EXERCISE INSTRUCTIONS: Can you transcribe every record below exactly as it appears?

▬▬▬▬▬▬

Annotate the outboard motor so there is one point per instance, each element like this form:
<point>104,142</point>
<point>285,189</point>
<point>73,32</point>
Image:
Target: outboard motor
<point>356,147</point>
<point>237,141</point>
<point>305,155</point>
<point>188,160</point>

▬▬▬▬▬▬

ANSWER SECTION:
Annotate the outboard motor so there is one point per instance, each element like this form:
<point>104,142</point>
<point>285,189</point>
<point>73,32</point>
Image:
Target: outboard motor
<point>356,147</point>
<point>237,141</point>
<point>305,155</point>
<point>188,160</point>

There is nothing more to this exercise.